* REQUEST
Find each line in the listing below that contains the string "segment", and copy those lines out in full.

* Start EXTRACTED INFORMATION *

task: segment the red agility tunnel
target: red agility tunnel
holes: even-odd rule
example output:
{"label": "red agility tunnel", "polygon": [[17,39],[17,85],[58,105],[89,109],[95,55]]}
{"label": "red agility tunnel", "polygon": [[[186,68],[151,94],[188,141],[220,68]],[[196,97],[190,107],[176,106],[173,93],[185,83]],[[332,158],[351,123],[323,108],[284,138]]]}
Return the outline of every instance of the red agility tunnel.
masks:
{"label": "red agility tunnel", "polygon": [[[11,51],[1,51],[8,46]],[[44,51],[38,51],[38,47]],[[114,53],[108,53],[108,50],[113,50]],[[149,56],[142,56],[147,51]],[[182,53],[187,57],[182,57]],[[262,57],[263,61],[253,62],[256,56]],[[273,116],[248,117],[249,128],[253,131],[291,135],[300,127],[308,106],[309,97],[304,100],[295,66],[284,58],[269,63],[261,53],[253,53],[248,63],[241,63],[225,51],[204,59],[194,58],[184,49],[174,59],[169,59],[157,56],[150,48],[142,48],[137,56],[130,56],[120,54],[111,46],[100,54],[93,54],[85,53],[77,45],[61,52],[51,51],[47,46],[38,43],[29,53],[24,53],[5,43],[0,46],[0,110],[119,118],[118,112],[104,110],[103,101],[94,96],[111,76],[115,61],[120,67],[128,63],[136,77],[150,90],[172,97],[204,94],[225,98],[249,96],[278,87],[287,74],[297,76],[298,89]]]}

* End EXTRACTED INFORMATION *

* EXPECTED OUTPUT
task: segment the red agility tunnel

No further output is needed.